By Clement Nwoji, Abuja
04 October 2017   |   4:12 am
Currently, the Distribution Companies (DisCos) and TCN are increasing pressure for recapitalisation of the power sector for efficient service delivery.

Distribution Companies (DisCos) and TCN are increasing pressure for recapitalisation of the power sector for efficient service delivery.

Ahead of the forthcoming 6th Powering Africa: Nigeria 2017 Summit, with the theme: “Recapitalising Nigeria’s Power Sector,” expectations are high that solutions will be proffered in regards to nation’s energy problems and on how best to pull resources to adequately finance the power sector in quest of 20,000 megawatts (MW) by 2020.

This is particularly so with current generating capacity at about 6,803MW, and wheeling capacity of 6,700MW by the Transmission Company of Nigeria (TCN), far below the 20,000MW target expected in three years time.

The Summit is being hosted by the ECOWAS Regional Electricity Regulatory Authority (ERERA), with the support of the Senate Committee on Power, Steel and Metallurgy, and the Federal Ministry of Power, Works, and Housing in Abuja, from October 4-6, and being organised by EnergyNet Limited.

Majority of Nigerians residing in off-grid communities and villages are currently without access to electricity, where solar power is scarcely provided, while those on-grid are uncertain of reliable supply due to dilapidated and ineffective transmission and distribution network infrastructure.

Also, Nigeria is most likely to take advantage of the summit to appeal to her West African neighbours to pay up the debts owed her for power already supplied. The CEB of Benin Republic and NIGELEC of Niger Republic owe Nigeria $101.46million and $14.45million respectively.

Currently, the Distribution Companies (DisCos) and TCN are increasing pressure for recapitalisation of the power sector for efficient service delivery.

The DisCos contend that the federal government has reneged on pre-privatisation agreements aimed at refinancing the power sector, and agreeing to cost reflective tariffs through the sector regulator, the Nigerian Electricity Regulatory Commission (NERC), to boast revenues for reinvestment in distribution infrastructure.

The TCN recently made case for an extraordinary tariff review for ensuring that Generation Companies (GenCos) are incentivised to provide sufficient spinning reserves and other ancillary services critical for managing the national grid.

The Executive Secretary, Association of Power Generating Companies (APGC), Dr. Joy Ogaji, complained that although the GenCos have the capacity of increasing generation to 24,000MW, but the TCN’s weak transmission network can only take 5,000MW, while the DisCos cannot take up to 5,000MW.

It is expected that investors will explore the opportunities and the gaps prevailing in Nigeria’s power, and pool resources for investment in critical areas of the sector.

The conference hopes to address issues around the Power Sector Recovery Programme (PSRP), approved by the Federal Executive Council, to boost the required high-quality and sustainable supply for Nigeria’s industrial and economic growth.

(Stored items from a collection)
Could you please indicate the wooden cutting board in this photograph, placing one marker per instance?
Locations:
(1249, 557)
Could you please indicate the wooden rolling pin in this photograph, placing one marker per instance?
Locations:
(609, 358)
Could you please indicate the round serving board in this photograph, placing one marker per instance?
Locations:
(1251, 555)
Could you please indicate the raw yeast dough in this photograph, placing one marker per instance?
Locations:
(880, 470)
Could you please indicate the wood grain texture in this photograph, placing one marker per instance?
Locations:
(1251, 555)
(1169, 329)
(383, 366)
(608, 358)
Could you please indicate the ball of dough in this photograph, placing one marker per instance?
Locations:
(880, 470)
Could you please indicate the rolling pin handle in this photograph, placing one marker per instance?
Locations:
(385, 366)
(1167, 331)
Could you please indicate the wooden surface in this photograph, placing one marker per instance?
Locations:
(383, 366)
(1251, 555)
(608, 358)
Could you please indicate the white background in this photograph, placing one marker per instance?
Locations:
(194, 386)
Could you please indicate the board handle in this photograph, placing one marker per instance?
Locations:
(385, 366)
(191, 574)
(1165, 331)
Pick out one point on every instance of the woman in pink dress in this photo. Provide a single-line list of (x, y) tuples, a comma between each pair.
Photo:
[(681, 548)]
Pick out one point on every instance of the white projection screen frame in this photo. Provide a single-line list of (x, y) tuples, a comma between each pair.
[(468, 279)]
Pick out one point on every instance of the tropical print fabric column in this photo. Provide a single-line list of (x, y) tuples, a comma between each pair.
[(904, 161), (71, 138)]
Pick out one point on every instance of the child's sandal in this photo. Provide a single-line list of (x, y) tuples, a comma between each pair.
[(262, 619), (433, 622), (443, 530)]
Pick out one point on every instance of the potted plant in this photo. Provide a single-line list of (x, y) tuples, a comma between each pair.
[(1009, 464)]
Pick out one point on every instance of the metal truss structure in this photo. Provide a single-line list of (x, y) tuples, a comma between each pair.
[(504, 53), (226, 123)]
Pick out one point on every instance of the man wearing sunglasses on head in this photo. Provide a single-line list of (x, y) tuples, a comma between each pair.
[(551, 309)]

→ **INSTRUCTIONS FOR THE TASK**
Reproduce the passage from the article on Nigeria's power sector above, starting with "The Summit is" and going on through "and $14.45million respectively.".

→ **FINISHED ANSWER**
The Summit is being hosted by the ECOWAS Regional Electricity Regulatory Authority (ERERA), with the support of the Senate Committee on Power, Steel and Metallurgy, and the Federal Ministry of Power, Works, and Housing in Abuja, from October 4-6, and being organised by EnergyNet Limited.

Majority of Nigerians residing in off-grid communities and villages are currently without access to electricity, where solar power is scarcely provided, while those on-grid are uncertain of reliable supply due to dilapidated and ineffective transmission and distribution network infrastructure.

Also, Nigeria is most likely to take advantage of the summit to appeal to her West African neighbours to pay up the debts owed her for power already supplied. The CEB of Benin Republic and NIGELEC of Niger Republic owe Nigeria $101.46million and $14.45million respectively.